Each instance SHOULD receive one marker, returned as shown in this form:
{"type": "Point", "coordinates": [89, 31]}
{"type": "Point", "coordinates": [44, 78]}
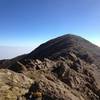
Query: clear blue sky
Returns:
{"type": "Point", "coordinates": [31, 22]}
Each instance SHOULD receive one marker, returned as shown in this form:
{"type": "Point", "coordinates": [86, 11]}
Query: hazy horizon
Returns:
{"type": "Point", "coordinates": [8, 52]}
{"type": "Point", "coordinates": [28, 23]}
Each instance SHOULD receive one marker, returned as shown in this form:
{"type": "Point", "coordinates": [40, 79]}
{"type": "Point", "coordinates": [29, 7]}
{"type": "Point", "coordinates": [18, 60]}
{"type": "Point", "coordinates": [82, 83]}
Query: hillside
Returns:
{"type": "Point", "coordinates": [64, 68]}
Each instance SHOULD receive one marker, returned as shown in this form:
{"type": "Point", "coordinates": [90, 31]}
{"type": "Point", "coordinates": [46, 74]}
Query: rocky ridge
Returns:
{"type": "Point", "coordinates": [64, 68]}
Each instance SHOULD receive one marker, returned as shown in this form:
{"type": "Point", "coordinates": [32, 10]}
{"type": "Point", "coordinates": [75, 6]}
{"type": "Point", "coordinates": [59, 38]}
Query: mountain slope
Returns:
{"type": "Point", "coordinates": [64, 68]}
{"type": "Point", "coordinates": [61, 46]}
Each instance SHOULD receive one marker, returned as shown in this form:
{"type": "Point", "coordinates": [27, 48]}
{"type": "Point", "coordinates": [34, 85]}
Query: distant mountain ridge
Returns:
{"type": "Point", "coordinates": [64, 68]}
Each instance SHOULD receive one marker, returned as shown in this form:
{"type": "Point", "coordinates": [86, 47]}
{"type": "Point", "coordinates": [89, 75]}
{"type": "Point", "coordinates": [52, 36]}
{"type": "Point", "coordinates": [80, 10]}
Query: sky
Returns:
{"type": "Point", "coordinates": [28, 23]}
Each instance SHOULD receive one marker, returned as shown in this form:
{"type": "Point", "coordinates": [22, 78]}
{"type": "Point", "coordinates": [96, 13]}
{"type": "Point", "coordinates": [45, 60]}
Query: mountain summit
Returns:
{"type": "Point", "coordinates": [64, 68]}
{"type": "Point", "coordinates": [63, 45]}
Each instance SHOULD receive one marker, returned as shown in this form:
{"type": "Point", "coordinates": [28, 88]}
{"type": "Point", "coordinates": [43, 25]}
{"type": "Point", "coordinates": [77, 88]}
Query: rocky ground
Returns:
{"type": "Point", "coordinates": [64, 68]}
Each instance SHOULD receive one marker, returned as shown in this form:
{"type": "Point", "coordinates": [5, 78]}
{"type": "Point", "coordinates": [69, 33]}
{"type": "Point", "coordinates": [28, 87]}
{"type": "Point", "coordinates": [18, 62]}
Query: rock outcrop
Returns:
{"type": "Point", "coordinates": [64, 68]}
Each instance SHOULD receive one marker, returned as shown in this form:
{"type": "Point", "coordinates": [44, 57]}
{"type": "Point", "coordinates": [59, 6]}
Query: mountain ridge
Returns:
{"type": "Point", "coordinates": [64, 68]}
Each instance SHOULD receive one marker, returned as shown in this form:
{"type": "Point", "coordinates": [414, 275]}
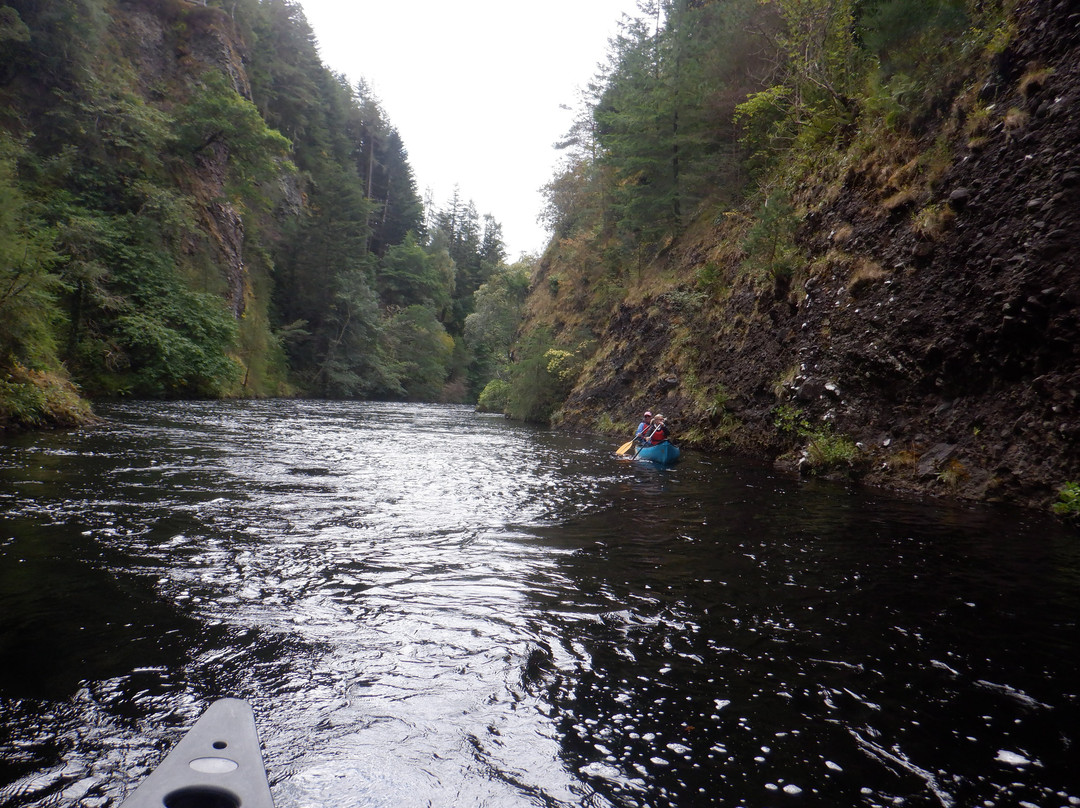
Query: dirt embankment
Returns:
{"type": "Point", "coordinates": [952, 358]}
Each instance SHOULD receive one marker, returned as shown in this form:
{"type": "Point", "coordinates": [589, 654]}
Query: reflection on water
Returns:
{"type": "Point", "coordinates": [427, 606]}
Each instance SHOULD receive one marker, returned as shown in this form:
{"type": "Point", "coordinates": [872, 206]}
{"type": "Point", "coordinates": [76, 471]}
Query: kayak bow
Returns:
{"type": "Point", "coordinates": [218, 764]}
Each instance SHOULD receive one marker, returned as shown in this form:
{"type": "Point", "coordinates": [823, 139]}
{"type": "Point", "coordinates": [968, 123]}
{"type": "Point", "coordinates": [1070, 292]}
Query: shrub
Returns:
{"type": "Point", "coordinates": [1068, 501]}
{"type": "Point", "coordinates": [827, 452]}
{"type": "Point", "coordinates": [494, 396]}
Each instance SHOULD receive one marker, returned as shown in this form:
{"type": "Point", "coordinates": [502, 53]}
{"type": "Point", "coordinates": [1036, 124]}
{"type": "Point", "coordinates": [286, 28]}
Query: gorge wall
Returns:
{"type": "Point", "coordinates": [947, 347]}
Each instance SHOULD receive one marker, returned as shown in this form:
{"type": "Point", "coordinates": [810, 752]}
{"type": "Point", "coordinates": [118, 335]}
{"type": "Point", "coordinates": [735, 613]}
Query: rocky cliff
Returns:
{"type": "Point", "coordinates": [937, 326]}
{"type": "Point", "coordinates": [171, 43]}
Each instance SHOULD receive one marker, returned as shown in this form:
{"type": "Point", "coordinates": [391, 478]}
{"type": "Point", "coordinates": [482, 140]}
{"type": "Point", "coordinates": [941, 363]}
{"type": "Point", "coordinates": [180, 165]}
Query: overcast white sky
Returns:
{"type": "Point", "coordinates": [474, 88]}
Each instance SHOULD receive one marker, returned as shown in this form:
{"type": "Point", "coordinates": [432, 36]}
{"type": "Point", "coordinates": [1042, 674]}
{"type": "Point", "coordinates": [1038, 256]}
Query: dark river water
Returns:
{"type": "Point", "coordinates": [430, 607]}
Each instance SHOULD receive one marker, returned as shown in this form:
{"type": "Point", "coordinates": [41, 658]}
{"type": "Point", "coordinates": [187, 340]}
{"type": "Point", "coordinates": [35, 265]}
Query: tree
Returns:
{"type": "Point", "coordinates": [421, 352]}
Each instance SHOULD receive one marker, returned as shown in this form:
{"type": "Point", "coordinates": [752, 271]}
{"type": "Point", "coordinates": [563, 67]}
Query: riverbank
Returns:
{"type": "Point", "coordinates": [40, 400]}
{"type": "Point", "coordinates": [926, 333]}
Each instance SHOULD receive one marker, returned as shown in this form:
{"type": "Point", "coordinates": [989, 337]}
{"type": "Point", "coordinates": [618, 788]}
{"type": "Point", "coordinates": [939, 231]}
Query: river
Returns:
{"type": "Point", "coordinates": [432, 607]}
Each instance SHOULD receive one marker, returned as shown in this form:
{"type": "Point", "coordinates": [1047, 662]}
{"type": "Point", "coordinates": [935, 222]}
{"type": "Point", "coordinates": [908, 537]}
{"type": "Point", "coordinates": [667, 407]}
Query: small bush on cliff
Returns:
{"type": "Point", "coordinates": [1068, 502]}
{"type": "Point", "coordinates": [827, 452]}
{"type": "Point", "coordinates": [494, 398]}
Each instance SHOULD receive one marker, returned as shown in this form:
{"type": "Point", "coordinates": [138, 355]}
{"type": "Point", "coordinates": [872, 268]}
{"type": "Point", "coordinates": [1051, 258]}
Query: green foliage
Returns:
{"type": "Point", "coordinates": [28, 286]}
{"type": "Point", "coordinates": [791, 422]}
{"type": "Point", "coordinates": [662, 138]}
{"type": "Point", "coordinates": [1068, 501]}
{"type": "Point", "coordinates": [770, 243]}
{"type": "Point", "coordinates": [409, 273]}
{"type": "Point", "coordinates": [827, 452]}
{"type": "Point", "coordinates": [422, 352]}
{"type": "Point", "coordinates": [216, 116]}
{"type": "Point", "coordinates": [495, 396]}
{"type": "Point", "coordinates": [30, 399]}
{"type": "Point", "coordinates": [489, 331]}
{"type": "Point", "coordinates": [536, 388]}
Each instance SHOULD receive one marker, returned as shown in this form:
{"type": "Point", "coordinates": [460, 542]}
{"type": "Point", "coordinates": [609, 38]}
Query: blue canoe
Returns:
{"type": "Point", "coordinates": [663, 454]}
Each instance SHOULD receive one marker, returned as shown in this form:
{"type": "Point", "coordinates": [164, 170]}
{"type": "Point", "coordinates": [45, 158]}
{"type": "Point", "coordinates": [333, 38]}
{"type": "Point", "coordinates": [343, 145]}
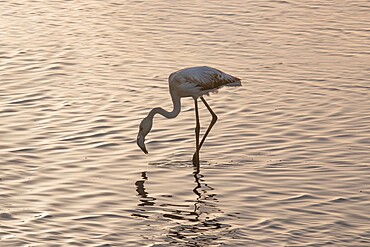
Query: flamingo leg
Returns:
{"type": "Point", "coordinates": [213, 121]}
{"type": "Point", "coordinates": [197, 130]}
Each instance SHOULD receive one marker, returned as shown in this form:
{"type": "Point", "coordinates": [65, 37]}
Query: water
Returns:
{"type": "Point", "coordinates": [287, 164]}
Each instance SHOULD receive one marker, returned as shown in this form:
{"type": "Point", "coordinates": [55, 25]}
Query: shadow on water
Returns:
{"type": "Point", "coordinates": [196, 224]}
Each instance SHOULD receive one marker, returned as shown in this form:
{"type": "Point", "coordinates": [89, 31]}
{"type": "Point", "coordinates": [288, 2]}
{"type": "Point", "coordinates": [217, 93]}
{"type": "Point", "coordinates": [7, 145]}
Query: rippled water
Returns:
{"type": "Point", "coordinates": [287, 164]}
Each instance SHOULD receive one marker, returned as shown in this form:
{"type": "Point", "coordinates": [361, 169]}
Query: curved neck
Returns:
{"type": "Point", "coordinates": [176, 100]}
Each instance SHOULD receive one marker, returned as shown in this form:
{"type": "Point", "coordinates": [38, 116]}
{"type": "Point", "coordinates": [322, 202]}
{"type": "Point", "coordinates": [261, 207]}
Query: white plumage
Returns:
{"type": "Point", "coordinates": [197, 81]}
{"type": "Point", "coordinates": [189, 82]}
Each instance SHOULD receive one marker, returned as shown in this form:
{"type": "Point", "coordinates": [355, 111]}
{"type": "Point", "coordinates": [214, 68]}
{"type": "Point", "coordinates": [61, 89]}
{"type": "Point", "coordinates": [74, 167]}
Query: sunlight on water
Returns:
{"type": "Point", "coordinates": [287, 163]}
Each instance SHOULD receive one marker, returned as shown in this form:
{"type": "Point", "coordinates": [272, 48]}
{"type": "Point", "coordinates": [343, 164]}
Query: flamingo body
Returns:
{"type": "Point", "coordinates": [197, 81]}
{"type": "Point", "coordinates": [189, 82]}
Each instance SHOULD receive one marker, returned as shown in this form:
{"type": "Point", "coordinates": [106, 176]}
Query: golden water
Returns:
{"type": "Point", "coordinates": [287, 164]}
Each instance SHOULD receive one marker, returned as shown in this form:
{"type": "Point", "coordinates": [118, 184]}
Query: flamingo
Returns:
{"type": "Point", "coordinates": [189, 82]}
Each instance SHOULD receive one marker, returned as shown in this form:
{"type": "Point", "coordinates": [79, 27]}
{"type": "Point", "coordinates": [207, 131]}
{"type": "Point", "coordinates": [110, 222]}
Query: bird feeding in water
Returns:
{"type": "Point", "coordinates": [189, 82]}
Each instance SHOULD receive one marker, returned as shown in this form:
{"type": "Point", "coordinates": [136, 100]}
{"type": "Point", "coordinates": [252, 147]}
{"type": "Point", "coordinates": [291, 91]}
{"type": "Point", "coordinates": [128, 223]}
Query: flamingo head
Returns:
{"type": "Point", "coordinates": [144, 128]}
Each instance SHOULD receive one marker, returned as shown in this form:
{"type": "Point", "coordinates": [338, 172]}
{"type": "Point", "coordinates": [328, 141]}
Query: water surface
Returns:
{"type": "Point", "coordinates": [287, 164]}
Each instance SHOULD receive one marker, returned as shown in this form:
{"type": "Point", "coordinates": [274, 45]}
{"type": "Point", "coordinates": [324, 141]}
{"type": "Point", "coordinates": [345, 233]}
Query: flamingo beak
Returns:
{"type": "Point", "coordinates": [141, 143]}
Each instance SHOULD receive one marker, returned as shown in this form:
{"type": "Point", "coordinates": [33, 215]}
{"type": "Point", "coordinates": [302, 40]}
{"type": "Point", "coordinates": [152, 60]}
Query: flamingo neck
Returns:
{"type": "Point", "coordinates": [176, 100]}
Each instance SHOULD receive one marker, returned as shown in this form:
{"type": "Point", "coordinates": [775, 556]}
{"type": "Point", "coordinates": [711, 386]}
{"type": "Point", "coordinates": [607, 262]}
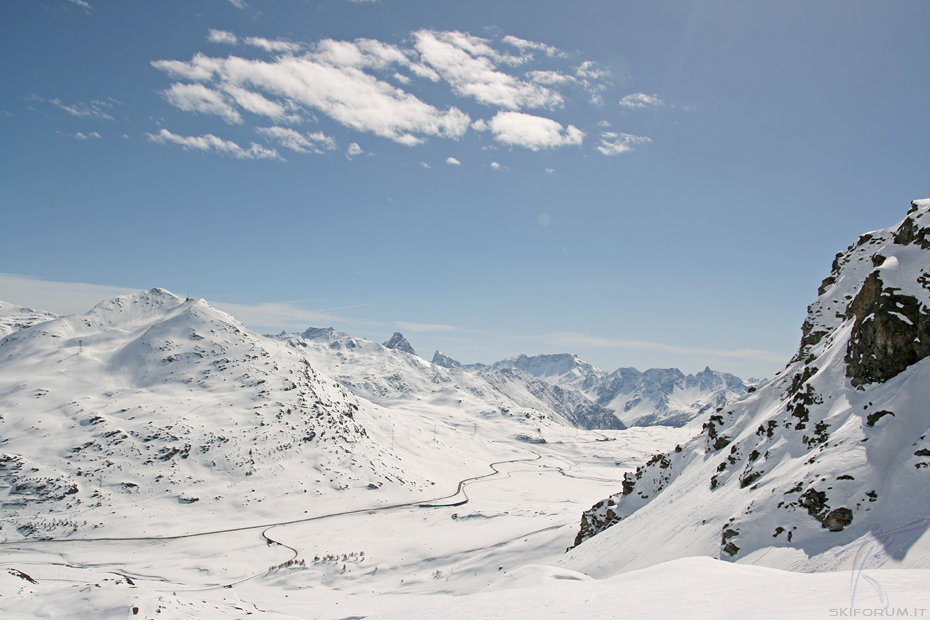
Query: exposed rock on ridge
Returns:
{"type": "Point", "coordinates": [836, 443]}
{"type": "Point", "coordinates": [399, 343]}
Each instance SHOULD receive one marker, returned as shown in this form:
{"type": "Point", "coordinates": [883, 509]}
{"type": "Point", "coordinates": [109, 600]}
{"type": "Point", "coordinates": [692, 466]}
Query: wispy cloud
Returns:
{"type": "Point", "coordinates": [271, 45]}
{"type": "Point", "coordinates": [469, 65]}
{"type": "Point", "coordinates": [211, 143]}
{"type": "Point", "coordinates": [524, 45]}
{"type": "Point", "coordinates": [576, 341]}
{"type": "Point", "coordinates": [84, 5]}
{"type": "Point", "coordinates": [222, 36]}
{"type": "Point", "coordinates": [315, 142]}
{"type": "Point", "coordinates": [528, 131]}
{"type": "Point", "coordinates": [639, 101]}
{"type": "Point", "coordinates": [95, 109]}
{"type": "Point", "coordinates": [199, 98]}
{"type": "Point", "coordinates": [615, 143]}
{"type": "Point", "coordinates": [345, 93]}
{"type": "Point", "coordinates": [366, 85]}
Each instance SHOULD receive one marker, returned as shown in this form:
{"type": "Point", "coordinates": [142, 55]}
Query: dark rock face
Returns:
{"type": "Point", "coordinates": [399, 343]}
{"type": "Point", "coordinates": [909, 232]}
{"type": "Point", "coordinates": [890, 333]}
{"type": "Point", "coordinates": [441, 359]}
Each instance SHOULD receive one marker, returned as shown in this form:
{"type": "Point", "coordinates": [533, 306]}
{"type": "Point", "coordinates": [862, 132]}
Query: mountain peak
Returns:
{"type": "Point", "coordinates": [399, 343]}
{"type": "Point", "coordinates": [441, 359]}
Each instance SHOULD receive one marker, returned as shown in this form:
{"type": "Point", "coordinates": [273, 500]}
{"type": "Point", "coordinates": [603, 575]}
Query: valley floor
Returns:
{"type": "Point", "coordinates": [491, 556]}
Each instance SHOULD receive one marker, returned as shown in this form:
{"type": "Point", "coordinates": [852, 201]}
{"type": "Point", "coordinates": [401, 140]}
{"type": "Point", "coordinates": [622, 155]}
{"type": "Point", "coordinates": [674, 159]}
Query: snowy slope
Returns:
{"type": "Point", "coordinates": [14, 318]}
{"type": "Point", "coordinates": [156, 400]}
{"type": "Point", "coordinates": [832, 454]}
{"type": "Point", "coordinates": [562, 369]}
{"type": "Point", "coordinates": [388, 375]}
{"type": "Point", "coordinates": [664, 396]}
--------------------------------
**Exercise objective:** Pick out each line above that contains the string "flamingo" and copy those lines.

**Response to the exercise:**
Query: flamingo leg
Query: flamingo body
Query: flamingo
Query: flamingo head
Query: flamingo beak
Query: flamingo neck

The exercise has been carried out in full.